§ **Aim of the exercise**: Report each line of the entries that contains the word "water", copied in full.

§ **Data shown**:

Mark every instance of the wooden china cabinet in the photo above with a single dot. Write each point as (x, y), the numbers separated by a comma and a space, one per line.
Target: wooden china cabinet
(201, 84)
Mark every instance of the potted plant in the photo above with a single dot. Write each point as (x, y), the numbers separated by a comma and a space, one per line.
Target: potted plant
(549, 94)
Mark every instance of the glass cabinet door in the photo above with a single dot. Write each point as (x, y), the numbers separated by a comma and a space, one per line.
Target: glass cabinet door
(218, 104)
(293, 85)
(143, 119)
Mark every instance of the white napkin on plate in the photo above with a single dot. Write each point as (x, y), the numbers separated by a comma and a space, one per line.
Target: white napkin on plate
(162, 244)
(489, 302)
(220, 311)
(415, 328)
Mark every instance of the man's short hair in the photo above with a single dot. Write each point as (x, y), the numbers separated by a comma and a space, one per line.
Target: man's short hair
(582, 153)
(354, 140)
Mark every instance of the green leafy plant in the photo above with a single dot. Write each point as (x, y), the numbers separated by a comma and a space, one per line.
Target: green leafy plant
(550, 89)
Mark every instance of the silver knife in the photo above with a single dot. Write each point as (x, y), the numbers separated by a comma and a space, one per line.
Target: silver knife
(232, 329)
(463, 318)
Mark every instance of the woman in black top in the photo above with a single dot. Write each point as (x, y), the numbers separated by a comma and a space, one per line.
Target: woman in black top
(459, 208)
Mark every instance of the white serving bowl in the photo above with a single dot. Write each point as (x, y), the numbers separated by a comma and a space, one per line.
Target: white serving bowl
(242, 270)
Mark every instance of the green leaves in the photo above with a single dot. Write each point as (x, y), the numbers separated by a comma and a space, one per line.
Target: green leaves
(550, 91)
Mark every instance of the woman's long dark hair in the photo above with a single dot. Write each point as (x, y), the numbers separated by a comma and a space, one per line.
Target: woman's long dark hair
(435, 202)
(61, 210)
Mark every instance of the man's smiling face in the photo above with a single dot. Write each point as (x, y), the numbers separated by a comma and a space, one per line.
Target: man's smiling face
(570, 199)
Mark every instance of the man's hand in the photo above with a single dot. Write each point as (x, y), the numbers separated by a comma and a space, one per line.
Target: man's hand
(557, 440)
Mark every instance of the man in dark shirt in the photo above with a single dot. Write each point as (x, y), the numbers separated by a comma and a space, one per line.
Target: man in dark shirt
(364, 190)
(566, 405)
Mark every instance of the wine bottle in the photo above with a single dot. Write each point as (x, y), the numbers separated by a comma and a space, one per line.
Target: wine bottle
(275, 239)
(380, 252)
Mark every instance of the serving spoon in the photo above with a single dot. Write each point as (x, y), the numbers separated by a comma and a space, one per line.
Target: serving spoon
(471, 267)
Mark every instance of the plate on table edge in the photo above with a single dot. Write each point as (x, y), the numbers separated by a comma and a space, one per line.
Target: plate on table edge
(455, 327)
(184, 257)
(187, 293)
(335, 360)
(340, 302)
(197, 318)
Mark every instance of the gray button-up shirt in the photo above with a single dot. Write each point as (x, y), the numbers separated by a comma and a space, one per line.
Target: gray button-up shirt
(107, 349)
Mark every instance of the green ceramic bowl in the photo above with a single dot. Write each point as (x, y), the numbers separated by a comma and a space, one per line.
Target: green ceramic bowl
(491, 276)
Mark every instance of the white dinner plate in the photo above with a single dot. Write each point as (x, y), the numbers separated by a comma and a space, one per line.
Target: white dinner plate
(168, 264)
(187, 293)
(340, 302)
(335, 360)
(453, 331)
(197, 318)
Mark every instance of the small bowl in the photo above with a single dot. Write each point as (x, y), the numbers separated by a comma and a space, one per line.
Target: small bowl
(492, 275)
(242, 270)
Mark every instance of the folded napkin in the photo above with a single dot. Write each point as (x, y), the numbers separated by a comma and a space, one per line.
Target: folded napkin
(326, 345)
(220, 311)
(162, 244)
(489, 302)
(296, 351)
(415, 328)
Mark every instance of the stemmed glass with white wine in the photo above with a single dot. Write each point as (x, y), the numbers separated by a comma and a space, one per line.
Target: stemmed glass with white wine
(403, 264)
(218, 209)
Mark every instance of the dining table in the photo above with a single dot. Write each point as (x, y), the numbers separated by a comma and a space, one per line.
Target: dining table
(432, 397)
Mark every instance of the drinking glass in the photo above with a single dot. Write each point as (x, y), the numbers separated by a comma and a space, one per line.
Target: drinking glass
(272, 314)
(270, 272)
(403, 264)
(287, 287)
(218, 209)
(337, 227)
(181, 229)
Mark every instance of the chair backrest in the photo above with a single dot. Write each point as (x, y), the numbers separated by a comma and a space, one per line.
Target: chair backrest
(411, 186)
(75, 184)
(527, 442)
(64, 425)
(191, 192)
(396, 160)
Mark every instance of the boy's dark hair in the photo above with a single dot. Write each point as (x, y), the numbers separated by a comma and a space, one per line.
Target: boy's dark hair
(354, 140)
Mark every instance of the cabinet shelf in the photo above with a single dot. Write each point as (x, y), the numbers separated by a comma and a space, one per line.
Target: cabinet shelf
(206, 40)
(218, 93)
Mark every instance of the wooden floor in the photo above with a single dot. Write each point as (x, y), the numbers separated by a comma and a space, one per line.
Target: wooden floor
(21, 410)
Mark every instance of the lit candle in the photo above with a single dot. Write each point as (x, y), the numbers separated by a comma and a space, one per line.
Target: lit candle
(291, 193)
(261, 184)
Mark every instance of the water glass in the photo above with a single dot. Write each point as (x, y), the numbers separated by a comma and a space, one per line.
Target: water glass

§ **Finished exercise**:
Mark every instance of the water glass in the photo above with a single dot. Write each point as (x, y), the numbers separated by a comma and a space, one per line.
Target: water glass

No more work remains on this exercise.